Directions → From the data below, pick out each line that contains the word "bike" and copy it. Case matters.

======== Supplied data

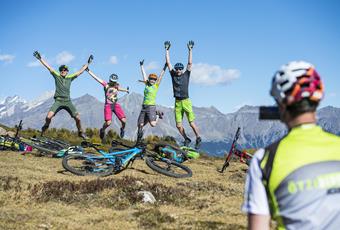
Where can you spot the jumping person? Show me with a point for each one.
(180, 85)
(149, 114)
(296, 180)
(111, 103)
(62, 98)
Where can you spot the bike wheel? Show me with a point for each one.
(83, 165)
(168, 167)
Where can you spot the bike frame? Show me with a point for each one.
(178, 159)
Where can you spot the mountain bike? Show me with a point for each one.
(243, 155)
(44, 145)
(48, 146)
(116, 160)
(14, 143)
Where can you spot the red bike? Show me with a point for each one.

================
======== Supplied data

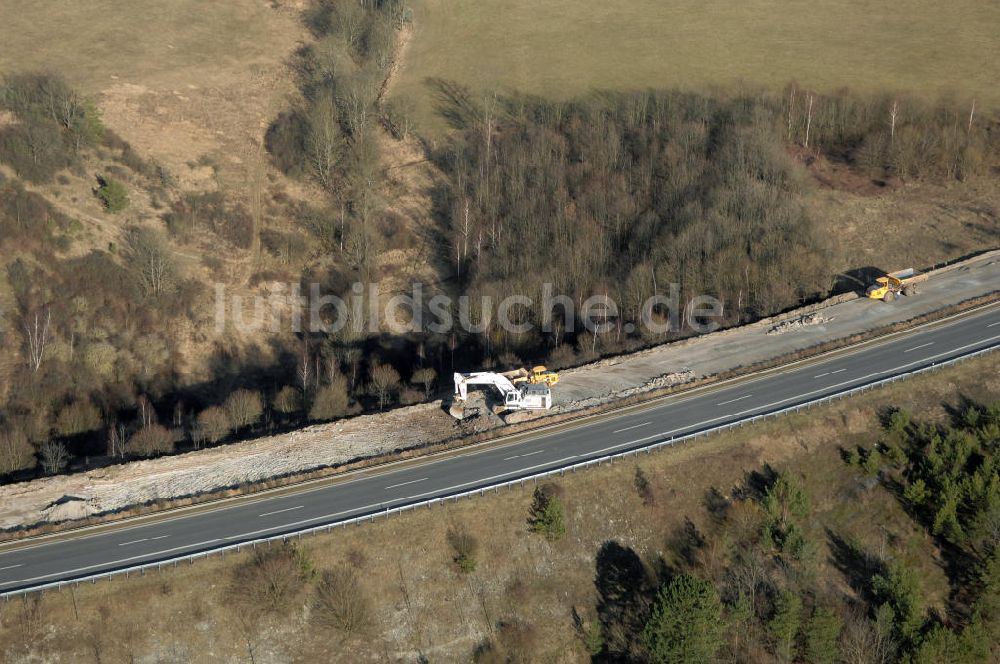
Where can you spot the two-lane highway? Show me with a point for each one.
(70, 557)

================

Complete answer →
Where can you spot the bike wheel? Show me with a point for each one.
Where can you spot the bike frame? Show me with a point for each one.
Where can you spot the mountain bike? Show me with a point for each one.
Where can you spot the red bike? Show me with a point for each one.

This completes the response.